◆ Aim
Retype the lines exactly, from the one containing "point: utility pole" through the end of the records.
[Start]
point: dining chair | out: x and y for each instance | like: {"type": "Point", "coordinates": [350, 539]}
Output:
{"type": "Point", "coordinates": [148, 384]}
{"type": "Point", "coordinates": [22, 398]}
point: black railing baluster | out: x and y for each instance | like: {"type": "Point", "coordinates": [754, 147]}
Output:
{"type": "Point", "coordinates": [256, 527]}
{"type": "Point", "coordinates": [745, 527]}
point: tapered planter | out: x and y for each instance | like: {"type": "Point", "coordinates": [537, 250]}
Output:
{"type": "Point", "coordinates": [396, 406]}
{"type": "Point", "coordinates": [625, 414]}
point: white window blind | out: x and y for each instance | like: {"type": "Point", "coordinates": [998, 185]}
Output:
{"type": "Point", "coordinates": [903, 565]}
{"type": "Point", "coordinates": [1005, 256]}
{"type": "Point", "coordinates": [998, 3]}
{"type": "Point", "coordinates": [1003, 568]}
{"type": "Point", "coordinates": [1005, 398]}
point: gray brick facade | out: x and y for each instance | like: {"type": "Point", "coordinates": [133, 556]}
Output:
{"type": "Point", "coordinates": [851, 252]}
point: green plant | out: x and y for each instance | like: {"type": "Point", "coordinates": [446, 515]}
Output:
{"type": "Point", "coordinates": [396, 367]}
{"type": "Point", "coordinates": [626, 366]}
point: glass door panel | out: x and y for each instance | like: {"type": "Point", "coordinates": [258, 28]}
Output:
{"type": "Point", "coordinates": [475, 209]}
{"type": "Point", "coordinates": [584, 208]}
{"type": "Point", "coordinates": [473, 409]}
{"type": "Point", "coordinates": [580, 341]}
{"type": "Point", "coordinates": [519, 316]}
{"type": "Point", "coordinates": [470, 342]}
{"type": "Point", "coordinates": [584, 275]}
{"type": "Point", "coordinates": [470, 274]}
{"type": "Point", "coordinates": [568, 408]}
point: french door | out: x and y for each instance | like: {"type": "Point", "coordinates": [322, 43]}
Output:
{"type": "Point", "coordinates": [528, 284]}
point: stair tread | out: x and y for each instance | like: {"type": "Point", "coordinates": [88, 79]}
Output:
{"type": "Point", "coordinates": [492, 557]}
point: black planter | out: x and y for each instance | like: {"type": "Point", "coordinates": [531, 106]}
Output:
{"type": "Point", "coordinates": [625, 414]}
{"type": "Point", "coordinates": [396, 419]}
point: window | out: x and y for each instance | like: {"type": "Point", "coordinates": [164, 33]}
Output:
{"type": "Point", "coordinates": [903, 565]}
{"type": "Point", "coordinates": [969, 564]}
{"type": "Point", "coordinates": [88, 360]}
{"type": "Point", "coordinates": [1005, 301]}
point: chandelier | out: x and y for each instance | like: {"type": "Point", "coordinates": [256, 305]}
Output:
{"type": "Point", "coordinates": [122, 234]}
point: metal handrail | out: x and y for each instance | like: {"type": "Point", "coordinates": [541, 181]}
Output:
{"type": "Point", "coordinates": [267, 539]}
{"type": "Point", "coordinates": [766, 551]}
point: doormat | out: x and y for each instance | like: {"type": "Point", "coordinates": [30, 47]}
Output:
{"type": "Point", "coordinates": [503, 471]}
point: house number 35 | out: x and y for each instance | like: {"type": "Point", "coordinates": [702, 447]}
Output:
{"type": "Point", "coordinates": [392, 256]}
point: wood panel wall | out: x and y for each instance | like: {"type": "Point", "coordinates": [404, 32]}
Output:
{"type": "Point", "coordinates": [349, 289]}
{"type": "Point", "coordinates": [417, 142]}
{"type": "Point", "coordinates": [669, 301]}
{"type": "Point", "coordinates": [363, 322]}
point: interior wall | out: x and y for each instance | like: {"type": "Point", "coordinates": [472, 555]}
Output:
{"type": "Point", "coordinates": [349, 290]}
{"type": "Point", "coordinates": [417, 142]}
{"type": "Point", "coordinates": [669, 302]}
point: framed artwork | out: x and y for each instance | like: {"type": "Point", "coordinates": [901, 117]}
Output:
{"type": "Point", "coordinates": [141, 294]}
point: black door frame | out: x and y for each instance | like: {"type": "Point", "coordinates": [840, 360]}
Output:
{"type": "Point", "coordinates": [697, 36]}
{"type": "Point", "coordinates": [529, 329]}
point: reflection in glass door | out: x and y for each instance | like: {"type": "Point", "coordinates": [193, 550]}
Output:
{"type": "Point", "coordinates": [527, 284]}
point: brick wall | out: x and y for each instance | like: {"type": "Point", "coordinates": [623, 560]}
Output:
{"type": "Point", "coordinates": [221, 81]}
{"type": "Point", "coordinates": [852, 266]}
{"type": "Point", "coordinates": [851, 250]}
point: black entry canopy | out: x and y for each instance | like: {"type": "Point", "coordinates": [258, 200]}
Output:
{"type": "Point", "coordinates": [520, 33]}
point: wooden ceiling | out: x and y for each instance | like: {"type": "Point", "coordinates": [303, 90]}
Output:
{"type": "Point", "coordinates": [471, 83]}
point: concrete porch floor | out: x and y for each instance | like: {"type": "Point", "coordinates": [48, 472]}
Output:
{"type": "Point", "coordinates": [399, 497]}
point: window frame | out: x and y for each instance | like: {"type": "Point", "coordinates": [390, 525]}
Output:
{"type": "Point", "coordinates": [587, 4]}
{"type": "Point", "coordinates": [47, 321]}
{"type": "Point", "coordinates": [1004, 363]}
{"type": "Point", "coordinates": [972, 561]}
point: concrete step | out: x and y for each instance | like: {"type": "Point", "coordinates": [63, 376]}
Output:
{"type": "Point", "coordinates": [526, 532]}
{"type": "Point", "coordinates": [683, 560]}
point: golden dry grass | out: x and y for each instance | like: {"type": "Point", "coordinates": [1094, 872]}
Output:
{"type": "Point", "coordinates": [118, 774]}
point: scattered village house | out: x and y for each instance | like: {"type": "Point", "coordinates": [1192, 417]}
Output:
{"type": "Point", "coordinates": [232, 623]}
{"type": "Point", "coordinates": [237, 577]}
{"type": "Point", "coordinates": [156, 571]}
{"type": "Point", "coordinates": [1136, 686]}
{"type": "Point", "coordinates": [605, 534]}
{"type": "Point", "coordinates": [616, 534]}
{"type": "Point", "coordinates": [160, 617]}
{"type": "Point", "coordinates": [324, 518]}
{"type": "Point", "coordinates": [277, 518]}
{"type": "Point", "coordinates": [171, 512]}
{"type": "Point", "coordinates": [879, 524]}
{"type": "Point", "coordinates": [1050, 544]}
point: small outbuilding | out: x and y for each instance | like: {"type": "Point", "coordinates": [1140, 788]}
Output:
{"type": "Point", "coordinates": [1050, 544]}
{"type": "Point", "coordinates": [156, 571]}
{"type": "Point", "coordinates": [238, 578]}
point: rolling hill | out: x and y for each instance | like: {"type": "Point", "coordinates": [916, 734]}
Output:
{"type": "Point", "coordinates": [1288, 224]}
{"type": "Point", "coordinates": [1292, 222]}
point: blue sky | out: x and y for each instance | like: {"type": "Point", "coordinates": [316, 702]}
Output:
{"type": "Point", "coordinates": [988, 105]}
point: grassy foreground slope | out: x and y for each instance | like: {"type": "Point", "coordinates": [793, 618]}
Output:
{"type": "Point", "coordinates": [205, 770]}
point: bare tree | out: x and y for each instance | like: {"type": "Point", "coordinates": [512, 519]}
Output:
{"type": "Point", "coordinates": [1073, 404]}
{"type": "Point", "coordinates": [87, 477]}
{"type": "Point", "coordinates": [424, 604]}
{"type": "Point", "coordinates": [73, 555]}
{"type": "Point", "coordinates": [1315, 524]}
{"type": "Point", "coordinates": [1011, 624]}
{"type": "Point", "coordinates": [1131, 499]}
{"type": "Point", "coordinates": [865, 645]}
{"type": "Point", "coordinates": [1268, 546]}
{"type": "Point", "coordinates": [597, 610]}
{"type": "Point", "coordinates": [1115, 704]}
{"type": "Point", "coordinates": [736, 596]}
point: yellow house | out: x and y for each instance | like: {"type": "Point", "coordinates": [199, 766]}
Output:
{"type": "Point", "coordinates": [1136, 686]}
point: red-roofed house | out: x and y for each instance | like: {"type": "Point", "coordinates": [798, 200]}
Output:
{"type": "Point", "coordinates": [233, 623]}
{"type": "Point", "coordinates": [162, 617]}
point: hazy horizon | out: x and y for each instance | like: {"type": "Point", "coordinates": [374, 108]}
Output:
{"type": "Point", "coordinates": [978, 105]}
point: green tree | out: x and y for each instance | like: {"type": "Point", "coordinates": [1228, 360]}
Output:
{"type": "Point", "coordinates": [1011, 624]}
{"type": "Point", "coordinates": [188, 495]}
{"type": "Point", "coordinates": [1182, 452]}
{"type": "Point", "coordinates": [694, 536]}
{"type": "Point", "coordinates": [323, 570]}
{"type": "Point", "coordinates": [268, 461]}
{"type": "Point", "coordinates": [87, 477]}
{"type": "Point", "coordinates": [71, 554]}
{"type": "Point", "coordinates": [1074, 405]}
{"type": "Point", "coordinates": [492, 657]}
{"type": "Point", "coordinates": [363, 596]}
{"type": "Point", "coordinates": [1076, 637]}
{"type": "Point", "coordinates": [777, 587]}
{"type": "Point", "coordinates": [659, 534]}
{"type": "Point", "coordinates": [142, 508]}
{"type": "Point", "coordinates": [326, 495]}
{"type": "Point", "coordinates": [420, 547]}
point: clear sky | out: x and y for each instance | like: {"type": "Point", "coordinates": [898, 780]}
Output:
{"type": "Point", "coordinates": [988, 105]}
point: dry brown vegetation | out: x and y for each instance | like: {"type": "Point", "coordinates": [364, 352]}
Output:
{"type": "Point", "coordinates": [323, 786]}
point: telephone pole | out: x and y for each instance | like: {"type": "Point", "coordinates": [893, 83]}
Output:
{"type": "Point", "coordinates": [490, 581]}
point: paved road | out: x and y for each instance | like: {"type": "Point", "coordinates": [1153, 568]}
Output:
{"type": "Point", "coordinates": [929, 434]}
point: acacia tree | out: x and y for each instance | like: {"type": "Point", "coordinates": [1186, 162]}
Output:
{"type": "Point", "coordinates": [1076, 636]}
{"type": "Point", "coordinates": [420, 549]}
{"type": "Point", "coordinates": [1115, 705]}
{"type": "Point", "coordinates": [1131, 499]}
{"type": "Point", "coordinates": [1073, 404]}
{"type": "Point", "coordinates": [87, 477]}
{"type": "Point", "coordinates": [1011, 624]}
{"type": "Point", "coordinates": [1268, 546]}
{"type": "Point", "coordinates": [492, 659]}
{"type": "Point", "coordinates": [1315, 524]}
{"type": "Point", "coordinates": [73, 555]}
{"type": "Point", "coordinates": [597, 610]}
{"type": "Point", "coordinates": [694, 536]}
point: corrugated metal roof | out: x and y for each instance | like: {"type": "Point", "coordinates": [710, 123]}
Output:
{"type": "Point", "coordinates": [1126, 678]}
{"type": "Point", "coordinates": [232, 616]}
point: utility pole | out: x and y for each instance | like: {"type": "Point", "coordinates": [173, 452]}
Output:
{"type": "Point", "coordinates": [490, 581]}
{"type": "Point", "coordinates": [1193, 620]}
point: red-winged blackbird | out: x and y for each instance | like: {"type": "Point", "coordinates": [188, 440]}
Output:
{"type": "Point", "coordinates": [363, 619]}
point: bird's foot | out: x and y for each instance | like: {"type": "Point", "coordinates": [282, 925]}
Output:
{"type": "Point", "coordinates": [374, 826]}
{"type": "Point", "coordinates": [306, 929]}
[End]
◆ Reply
point: utility pole | out: x and y for each instance | like: {"type": "Point", "coordinates": [173, 452]}
Output:
{"type": "Point", "coordinates": [490, 581]}
{"type": "Point", "coordinates": [1193, 620]}
point: red-winged blackbird | out: x and y for each instance | like: {"type": "Point", "coordinates": [188, 440]}
Output:
{"type": "Point", "coordinates": [363, 619]}
point: bird's foot | out: x and y for each instance | like: {"type": "Point", "coordinates": [282, 925]}
Output:
{"type": "Point", "coordinates": [374, 826]}
{"type": "Point", "coordinates": [306, 929]}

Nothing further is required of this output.